Here's a recent Editorial by the Times to which I'm specifically referring: March 1, 2012. It could've been written word for word by Mr. Donahoe's secretary himself. (Replies by the National Association of Letter Carriers and the Direct Marketing Association were published one week later, with the former stating some common sense and the latter agreeing with the editorial in pursuit of its own interests.)

Over much of the last decade The Times floundered, but it didn't succumb to its new competitive environment; rather, it staked out its claim in the digital landscape. Postmaster General Donahoe calls himself USPS's CEO because he thinks of USPS as more of a business than a service. Good businessmen don't throw up their hands and declare societal defeat. Rather, they adapt their business models by providing new services to maintain their organizations' relevance in changing societal landscapes. (It also helps to get their billions in pension overpayments back from Congress, but that's another story.) Consider: Netflix was named in anticipation of its original DVDs-by-mail business model's evolution.

Allow me to provide a quote from The Times's 2011 annual report: "... [I]f our cost-control strategy is not managed properly, such efforts may affect the quality of our products and our ability to generate future revenue." So The Times was smart about it, and didn't compromise its core values – namely, maintaining its legion of news journalists, even though cutting its reporting staff would have made for easy cost reductions. That is, Times executives insisted on maintaining the publication's relevance to society through (hopefully) top-notch journalism. Now that retained network of reporters is producing material that the paper is extracting new revenues from by virtue of its new online business models. Perhaps USPS could learn from this? (I always thought that was called "If business is down, maintain your core values and leverage your existing infrastructure toward the provision of additional services for increased revenues." But I digress.)

**Exercise goal**
Revise the commentary between "Here's a recent" and "its own interests.)", inclusive, putting "assistant" in place of "secretary". The records bear no relation to the commentary above.

**Data provided**
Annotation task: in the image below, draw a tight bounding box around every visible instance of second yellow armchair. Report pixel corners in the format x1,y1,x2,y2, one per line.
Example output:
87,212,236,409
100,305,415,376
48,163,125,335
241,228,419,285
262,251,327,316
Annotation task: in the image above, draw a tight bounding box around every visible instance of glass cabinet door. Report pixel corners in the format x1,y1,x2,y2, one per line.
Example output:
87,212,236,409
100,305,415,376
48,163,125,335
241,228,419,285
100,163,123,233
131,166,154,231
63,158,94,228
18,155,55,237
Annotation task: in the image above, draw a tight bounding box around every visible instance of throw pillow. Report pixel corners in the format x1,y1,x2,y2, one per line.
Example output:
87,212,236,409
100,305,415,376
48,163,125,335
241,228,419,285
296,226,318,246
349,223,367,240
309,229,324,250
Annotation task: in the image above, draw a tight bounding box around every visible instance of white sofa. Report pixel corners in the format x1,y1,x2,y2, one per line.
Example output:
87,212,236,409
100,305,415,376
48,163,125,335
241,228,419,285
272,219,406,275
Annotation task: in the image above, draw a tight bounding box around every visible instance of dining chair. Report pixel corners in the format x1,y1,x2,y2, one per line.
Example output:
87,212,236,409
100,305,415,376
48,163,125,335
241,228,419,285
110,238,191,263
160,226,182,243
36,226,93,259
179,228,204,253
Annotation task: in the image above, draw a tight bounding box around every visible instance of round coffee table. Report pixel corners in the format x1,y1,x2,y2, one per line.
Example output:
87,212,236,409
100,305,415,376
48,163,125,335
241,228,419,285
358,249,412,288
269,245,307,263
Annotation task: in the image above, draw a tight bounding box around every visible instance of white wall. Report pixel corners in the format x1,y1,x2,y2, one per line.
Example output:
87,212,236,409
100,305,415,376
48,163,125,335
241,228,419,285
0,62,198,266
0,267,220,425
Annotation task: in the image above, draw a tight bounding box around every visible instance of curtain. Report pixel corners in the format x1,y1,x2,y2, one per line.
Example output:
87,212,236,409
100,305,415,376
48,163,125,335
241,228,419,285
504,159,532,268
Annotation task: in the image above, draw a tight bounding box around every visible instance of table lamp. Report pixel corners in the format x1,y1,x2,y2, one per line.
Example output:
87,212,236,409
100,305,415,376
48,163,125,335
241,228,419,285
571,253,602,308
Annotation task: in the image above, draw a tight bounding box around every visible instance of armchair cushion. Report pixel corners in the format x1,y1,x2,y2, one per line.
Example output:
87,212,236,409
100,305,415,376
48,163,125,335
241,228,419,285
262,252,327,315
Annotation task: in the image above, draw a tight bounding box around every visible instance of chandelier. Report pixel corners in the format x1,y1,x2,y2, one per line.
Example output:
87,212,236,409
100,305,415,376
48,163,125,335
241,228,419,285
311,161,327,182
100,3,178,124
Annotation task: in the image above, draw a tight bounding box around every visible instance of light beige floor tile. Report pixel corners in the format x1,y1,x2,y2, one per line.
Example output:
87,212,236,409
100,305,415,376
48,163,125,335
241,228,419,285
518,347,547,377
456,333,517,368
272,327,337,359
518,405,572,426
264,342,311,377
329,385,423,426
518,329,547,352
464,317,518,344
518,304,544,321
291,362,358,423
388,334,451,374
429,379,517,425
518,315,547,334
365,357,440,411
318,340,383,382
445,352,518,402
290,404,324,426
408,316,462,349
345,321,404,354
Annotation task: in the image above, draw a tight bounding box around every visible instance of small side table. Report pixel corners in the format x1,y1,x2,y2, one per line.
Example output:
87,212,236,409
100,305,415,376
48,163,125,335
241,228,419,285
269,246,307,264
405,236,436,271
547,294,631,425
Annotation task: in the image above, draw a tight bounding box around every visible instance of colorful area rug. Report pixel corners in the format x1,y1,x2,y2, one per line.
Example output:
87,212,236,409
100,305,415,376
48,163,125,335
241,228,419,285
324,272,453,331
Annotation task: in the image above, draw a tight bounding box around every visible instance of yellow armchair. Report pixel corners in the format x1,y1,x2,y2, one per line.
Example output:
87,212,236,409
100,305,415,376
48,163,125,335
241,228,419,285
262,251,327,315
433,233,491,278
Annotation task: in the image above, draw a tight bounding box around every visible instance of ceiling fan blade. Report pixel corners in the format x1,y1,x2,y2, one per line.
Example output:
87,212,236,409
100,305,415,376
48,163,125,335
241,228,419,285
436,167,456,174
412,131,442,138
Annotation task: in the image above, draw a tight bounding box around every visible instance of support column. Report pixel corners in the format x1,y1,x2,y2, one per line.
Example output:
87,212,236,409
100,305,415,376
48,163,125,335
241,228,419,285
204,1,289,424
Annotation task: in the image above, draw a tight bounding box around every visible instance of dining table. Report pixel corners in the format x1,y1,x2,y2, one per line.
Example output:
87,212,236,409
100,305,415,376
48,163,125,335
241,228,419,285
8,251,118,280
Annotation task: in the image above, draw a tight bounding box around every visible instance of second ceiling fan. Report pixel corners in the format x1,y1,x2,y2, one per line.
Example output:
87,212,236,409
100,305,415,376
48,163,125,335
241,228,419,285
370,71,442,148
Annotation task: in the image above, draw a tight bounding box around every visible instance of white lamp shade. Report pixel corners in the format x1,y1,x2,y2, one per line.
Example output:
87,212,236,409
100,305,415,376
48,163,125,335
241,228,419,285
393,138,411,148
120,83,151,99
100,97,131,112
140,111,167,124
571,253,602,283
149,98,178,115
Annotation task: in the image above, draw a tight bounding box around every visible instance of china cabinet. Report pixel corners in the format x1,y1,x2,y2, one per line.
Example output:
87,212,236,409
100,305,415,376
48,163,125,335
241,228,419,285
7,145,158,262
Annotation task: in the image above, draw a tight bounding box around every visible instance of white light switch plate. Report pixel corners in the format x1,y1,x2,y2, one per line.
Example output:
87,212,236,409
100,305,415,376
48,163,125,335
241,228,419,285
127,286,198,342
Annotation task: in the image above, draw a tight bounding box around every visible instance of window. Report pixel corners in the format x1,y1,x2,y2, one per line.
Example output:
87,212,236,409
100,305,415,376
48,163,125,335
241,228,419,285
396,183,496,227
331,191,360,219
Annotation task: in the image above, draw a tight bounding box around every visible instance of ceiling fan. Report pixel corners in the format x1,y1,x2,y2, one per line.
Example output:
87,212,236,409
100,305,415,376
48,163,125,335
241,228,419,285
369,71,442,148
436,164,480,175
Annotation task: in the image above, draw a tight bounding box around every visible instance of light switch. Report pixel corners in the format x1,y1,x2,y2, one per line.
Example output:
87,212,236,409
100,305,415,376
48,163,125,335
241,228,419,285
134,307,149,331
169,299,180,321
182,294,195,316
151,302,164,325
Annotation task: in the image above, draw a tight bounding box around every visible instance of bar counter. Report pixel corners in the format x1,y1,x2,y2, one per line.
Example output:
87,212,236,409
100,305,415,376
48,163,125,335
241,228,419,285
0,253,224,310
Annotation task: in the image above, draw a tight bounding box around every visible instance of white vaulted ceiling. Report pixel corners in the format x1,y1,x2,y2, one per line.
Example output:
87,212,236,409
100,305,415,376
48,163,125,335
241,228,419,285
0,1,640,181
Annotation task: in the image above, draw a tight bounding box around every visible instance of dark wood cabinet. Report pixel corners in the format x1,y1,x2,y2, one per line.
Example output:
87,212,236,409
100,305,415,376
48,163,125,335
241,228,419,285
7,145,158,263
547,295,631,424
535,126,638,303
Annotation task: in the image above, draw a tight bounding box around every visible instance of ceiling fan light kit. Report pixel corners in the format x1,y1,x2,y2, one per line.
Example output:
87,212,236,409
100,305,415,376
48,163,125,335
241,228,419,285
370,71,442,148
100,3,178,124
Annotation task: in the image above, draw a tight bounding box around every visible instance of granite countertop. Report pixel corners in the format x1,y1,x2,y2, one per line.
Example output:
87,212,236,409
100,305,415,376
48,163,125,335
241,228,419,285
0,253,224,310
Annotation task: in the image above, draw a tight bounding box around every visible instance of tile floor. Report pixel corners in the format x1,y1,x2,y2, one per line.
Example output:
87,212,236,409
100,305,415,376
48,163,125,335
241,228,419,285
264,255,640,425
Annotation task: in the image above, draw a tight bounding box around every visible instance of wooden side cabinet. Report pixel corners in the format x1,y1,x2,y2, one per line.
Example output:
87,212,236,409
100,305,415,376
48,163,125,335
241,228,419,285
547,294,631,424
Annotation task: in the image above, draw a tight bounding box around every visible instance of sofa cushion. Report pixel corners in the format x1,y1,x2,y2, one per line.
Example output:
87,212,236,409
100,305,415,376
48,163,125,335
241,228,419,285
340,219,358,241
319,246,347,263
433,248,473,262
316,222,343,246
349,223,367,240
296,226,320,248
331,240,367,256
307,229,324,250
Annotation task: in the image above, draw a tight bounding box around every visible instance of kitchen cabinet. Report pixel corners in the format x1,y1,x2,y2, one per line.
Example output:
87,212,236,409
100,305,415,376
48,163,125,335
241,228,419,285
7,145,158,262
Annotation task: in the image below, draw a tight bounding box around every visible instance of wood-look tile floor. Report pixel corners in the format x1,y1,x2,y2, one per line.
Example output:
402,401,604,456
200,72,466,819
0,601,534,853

**Task answer**
Here's a recent Editorial by the Times to which I'm specifically referring: March 1, 2012. It could've been written word for word by Mr. Donahoe's assistant himself. (Replies by the National Association of Letter Carriers and the Direct Marketing Association were published one week later, with the former stating some common sense and the latter agreeing with the editorial in pursuit of its own interests.)